* Dados fornecidos
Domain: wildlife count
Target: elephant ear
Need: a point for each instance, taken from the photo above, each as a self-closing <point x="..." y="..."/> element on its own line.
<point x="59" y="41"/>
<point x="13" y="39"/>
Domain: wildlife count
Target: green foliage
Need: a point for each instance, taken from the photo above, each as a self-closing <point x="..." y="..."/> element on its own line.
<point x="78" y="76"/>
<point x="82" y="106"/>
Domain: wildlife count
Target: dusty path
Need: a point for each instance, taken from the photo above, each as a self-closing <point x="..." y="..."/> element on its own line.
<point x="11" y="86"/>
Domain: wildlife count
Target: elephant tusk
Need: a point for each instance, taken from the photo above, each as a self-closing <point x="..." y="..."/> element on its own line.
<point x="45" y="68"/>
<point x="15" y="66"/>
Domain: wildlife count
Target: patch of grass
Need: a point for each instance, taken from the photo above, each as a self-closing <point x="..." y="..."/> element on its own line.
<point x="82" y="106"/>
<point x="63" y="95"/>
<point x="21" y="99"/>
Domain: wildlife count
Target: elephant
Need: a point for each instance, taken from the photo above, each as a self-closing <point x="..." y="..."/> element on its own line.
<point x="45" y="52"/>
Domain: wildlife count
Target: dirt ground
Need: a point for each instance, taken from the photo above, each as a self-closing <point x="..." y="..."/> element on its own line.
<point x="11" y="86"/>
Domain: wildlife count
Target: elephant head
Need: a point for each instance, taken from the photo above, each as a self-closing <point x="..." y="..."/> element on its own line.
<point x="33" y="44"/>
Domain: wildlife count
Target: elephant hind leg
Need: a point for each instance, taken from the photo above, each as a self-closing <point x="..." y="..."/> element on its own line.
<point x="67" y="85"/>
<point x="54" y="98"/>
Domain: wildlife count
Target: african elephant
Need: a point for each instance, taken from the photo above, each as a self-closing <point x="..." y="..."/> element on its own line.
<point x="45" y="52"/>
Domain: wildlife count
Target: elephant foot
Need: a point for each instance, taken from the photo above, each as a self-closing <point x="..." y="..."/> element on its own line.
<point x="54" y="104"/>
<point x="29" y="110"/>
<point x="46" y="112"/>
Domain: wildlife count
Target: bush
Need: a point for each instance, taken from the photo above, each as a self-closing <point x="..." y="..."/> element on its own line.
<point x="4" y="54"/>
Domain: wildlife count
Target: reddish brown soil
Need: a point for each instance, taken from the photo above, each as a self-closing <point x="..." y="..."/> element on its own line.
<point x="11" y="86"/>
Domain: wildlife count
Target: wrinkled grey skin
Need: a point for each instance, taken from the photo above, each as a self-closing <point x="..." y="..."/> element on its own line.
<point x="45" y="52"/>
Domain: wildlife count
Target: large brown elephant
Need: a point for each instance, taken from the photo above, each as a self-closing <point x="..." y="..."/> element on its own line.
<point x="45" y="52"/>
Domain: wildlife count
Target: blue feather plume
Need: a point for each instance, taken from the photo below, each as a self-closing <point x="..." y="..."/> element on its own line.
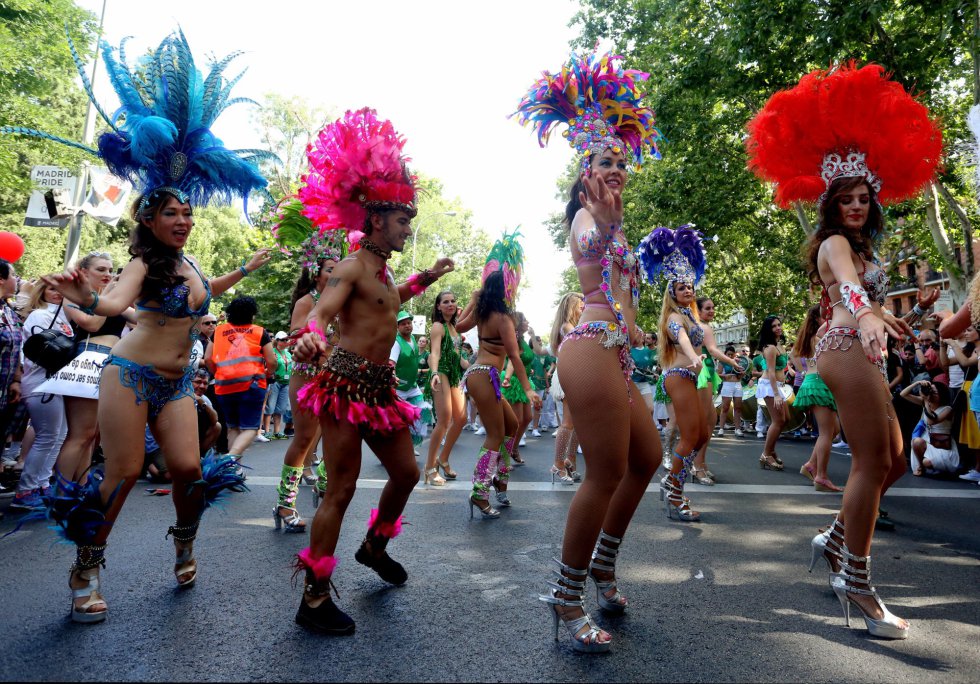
<point x="161" y="133"/>
<point x="219" y="475"/>
<point x="659" y="254"/>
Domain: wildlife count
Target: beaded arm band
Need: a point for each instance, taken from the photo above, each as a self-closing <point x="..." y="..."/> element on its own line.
<point x="418" y="282"/>
<point x="90" y="309"/>
<point x="854" y="297"/>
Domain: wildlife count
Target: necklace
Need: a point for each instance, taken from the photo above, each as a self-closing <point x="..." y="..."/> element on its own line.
<point x="374" y="249"/>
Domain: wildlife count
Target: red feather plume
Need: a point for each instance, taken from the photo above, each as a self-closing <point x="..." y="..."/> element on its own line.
<point x="841" y="110"/>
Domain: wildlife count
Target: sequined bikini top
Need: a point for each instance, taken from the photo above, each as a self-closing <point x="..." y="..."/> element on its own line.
<point x="873" y="279"/>
<point x="174" y="300"/>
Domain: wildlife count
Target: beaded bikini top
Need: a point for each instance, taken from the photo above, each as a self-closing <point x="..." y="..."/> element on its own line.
<point x="619" y="254"/>
<point x="175" y="300"/>
<point x="873" y="279"/>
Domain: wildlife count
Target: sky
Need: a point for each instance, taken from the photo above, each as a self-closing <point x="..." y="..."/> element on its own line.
<point x="446" y="73"/>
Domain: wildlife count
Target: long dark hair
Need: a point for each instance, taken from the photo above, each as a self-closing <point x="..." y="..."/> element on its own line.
<point x="766" y="335"/>
<point x="437" y="315"/>
<point x="491" y="299"/>
<point x="829" y="216"/>
<point x="804" y="336"/>
<point x="162" y="262"/>
<point x="573" y="202"/>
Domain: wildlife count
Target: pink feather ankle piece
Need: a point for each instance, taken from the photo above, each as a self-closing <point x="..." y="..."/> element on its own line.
<point x="389" y="530"/>
<point x="321" y="568"/>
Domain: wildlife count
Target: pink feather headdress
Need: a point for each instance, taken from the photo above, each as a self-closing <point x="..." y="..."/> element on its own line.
<point x="356" y="166"/>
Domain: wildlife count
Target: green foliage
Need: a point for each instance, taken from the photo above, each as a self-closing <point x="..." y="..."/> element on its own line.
<point x="713" y="64"/>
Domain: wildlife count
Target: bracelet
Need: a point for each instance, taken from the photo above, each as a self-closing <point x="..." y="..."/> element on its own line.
<point x="419" y="282"/>
<point x="90" y="310"/>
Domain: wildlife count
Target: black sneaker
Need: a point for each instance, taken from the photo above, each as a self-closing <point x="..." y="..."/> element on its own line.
<point x="389" y="570"/>
<point x="326" y="618"/>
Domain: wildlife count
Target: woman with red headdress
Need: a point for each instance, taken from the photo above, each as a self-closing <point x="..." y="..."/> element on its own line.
<point x="851" y="139"/>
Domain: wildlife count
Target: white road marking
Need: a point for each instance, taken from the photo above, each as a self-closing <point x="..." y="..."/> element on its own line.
<point x="785" y="490"/>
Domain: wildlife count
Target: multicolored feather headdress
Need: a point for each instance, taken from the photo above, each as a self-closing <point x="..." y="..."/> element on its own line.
<point x="356" y="166"/>
<point x="599" y="102"/>
<point x="160" y="137"/>
<point x="674" y="255"/>
<point x="296" y="234"/>
<point x="846" y="122"/>
<point x="507" y="255"/>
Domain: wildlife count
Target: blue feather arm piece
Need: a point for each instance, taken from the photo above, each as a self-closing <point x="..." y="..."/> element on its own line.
<point x="76" y="510"/>
<point x="219" y="475"/>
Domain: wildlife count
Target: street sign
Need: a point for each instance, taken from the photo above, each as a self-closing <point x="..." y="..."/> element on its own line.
<point x="945" y="301"/>
<point x="51" y="199"/>
<point x="107" y="199"/>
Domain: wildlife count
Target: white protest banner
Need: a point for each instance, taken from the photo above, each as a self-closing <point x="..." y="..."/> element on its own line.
<point x="106" y="200"/>
<point x="50" y="202"/>
<point x="80" y="378"/>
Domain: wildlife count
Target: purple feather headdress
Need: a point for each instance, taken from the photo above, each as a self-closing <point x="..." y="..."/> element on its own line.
<point x="674" y="255"/>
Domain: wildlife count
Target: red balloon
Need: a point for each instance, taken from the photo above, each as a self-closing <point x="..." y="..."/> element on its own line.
<point x="11" y="246"/>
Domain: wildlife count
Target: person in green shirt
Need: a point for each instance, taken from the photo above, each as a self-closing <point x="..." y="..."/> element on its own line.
<point x="405" y="355"/>
<point x="277" y="398"/>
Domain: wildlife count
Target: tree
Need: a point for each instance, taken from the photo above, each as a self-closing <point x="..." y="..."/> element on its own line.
<point x="713" y="64"/>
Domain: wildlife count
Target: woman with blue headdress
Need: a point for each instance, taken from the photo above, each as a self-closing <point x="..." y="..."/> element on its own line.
<point x="161" y="140"/>
<point x="611" y="130"/>
<point x="677" y="257"/>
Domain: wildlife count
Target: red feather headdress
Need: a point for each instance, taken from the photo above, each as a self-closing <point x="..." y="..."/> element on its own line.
<point x="356" y="165"/>
<point x="845" y="122"/>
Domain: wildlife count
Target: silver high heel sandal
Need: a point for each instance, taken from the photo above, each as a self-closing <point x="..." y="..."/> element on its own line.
<point x="502" y="497"/>
<point x="488" y="513"/>
<point x="828" y="545"/>
<point x="86" y="567"/>
<point x="291" y="521"/>
<point x="584" y="632"/>
<point x="852" y="580"/>
<point x="606" y="557"/>
<point x="562" y="474"/>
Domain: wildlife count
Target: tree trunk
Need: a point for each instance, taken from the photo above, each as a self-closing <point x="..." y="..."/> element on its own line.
<point x="957" y="281"/>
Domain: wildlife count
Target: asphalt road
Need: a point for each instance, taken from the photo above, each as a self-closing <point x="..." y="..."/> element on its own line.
<point x="727" y="599"/>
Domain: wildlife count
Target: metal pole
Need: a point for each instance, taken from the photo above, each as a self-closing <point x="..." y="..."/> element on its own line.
<point x="88" y="134"/>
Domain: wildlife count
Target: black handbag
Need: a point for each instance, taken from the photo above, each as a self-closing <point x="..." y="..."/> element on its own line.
<point x="50" y="349"/>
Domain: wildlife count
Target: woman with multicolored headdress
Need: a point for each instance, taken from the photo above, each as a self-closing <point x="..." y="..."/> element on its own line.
<point x="160" y="139"/>
<point x="611" y="131"/>
<point x="319" y="252"/>
<point x="851" y="139"/>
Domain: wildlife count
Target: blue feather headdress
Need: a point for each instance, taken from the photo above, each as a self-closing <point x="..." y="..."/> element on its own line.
<point x="160" y="137"/>
<point x="674" y="255"/>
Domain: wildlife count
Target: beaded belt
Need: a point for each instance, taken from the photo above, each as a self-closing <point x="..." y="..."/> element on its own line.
<point x="842" y="338"/>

* Pedido
Conte em quantas linhas dos dados acima aparece a palavra "beaded", diferenciando maiúsculas de minúsculas. Responda só com o número.

* Resultado
3